> **Exercise brief**
Format the lines in all of the rows below as a single numbered list, leaving out any blank lines.
++++++++++
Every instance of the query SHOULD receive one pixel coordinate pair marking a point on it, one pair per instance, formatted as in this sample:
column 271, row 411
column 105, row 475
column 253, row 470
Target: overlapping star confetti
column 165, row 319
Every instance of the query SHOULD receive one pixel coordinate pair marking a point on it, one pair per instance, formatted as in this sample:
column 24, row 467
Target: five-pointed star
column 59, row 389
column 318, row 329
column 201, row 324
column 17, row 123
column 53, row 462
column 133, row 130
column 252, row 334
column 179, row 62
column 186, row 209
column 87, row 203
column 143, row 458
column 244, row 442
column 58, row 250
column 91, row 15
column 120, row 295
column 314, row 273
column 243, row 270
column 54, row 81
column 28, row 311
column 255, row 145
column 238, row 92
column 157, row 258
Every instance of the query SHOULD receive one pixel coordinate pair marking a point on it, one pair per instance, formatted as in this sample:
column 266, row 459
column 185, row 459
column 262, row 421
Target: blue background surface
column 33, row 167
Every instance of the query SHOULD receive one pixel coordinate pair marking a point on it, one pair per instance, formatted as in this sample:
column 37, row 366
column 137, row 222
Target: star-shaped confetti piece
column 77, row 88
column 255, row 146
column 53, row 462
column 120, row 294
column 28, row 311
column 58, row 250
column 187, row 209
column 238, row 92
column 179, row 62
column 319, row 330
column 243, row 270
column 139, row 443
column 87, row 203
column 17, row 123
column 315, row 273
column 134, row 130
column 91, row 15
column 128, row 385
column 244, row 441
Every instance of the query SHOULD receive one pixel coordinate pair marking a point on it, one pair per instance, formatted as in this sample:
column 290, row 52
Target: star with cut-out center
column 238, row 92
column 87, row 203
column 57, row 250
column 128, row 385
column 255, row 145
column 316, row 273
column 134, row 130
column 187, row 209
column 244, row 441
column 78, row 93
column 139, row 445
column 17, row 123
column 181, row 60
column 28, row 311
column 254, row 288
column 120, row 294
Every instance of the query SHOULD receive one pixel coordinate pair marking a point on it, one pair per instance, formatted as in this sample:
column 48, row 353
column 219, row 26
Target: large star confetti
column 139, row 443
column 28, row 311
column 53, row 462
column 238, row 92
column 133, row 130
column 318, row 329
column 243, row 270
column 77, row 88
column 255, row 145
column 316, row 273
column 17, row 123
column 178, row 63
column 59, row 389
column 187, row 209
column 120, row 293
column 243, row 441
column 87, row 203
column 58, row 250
++++++++++
> **Result of the exercise**
1. Every instance of the query SHOULD receive one pixel coordinate pair marking a point on it, one pair per instance, formatted as in this sample:
2. column 271, row 411
3. column 105, row 475
4. column 253, row 470
5. Target: overlapping star confetti
6. column 165, row 319
7. Every instance of the query SHOULD receive one pixel coordinate pair marking a point on it, one pair per instance, formatted as in this sample:
8. column 24, row 467
9. Target: five-pointed star
10. column 59, row 389
11. column 318, row 329
12. column 201, row 324
13. column 17, row 123
14. column 53, row 462
15. column 133, row 130
16. column 252, row 334
17. column 179, row 62
18. column 186, row 209
19. column 87, row 203
20. column 143, row 458
21. column 244, row 442
22. column 58, row 250
23. column 91, row 15
24. column 120, row 295
25. column 314, row 273
26. column 243, row 270
27. column 54, row 81
28. column 28, row 311
29. column 255, row 145
30. column 238, row 92
31. column 157, row 258
32. Every instance of the query SHOULD receive one pixel coordinate pair marking a point on it, one pair per instance, formatted as in this sample:
33. column 266, row 459
34. column 185, row 459
35. column 262, row 421
36. Target: blue background surface
37. column 33, row 167
38. Every instance of the query SHOULD receive one pixel coordinate pair marking a point on it, one pair per instance, formatted as in this sample:
39. column 37, row 366
40. column 137, row 222
41. Target: star-shaped confetti piece
42. column 77, row 88
43. column 255, row 146
44. column 53, row 462
45. column 120, row 294
46. column 28, row 311
47. column 58, row 250
48. column 187, row 209
49. column 238, row 92
50. column 179, row 62
51. column 319, row 330
52. column 243, row 270
53. column 139, row 443
54. column 87, row 203
55. column 17, row 123
56. column 315, row 273
57. column 134, row 130
58. column 91, row 15
59. column 128, row 385
60. column 244, row 441
61. Every instance of the query SHOULD receive one pixel coordinate pair marking a point on it, one pair per instance, formatted as in this sample:
62. column 290, row 52
63. Target: star with cut-out center
64. column 238, row 92
65. column 87, row 203
66. column 57, row 250
67. column 128, row 385
68. column 255, row 145
69. column 316, row 273
70. column 134, row 130
71. column 187, row 209
72. column 244, row 441
73. column 78, row 93
74. column 139, row 445
75. column 17, row 123
76. column 181, row 60
77. column 28, row 311
78. column 254, row 288
79. column 120, row 294
80. Every instance of the query SHOULD receive one pixel coordinate pair marking a point on it, one pair per instance, formatted as in this sample:
81. column 48, row 353
82. column 219, row 26
83. Target: large star confetti
84. column 139, row 443
85. column 28, row 311
86. column 53, row 462
87. column 238, row 92
88. column 133, row 130
89. column 318, row 329
90. column 243, row 270
91. column 77, row 88
92. column 255, row 145
93. column 316, row 273
94. column 17, row 123
95. column 178, row 63
96. column 59, row 389
97. column 187, row 209
98. column 120, row 293
99. column 243, row 441
100. column 87, row 203
101. column 58, row 250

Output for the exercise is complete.